Copy out verbatim the lines of the entries below, starting at the line containing "396, row 223." and ending at the line containing "column 358, row 65", and nothing else.

** BEGIN **

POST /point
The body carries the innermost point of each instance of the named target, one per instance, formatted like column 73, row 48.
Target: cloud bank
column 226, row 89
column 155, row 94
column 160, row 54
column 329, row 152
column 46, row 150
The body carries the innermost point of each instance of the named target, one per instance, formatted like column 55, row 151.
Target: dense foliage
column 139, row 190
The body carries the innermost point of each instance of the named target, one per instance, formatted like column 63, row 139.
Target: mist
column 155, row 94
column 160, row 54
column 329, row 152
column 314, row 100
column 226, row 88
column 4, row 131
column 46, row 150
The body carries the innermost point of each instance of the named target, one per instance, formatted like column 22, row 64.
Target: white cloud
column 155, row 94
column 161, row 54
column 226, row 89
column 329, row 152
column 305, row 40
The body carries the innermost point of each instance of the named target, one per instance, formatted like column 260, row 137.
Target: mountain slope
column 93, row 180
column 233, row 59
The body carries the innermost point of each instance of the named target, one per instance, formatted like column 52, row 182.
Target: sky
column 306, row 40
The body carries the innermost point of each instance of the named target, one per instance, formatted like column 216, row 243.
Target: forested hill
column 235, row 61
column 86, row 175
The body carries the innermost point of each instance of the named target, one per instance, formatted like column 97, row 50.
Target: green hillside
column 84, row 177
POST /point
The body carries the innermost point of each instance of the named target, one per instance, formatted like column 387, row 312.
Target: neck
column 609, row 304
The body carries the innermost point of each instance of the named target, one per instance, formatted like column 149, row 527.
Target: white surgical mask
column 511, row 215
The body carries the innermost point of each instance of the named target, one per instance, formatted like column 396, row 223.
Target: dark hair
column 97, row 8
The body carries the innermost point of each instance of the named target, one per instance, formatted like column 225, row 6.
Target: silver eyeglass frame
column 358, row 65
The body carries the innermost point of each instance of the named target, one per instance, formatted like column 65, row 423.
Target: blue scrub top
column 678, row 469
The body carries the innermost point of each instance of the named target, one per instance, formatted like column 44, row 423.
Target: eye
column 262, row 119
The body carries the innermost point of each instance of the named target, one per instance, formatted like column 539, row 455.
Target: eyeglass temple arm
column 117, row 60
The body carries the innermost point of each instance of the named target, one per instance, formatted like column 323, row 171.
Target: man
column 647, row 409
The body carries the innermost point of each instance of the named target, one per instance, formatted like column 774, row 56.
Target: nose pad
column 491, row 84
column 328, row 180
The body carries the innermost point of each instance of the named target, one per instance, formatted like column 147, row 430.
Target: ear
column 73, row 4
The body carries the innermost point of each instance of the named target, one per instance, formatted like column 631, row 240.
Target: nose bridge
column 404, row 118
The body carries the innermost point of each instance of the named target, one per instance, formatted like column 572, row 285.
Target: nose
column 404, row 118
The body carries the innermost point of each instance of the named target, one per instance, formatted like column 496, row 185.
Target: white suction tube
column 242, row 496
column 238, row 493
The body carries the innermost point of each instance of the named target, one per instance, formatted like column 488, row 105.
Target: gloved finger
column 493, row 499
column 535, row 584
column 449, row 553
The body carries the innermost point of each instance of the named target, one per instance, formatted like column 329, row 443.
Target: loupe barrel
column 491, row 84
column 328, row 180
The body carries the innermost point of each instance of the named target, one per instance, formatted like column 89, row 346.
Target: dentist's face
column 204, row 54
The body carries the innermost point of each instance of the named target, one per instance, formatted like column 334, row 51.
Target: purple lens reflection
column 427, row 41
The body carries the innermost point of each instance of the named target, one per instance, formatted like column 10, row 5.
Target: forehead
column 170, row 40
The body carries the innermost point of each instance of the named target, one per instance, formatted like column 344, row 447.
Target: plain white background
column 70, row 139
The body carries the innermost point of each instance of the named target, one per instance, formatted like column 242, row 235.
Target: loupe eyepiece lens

** END **

Reply:
The body carries the innermost point of each instance of the named target, one per instance, formatted like column 396, row 223.
Target: dark hair
column 97, row 8
The body carries the innermost point of each instance of the named target, one per instance, formatted like column 225, row 6.
Target: silver eyeglass frame
column 358, row 65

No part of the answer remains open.